_Set exercise_: Locate each line in the records below that contains the string "dark" and copy those lines. Case counts.

Named object pointing entries

______________________________

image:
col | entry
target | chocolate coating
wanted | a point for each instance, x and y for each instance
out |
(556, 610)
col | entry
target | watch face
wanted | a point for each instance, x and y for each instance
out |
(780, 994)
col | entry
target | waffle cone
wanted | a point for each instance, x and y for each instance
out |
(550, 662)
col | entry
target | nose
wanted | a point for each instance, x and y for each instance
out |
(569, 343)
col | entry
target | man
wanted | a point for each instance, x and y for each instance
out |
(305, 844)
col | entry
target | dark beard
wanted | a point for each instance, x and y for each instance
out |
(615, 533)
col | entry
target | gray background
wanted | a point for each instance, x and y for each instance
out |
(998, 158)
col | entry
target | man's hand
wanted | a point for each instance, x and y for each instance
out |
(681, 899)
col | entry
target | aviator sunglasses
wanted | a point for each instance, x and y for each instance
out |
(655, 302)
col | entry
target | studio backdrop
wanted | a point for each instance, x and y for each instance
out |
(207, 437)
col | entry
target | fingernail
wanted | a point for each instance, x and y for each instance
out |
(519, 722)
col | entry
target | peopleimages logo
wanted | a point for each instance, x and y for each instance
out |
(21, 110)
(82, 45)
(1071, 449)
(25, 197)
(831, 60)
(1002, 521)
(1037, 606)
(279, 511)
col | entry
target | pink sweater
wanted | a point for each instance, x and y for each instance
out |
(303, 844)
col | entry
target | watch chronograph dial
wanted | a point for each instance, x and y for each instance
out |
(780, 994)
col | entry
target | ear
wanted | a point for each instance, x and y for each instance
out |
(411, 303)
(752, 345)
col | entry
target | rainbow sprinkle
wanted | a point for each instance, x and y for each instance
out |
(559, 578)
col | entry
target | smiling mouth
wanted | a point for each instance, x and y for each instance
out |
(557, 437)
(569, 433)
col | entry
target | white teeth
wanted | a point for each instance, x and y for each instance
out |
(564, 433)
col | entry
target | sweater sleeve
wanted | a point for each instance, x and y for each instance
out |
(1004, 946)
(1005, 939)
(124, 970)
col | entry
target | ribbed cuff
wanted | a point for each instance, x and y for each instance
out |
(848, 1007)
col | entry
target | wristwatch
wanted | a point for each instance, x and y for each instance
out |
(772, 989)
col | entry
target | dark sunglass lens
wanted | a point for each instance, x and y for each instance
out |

______________________________

_The output_:
target | dark beard
target | dark sunglass lens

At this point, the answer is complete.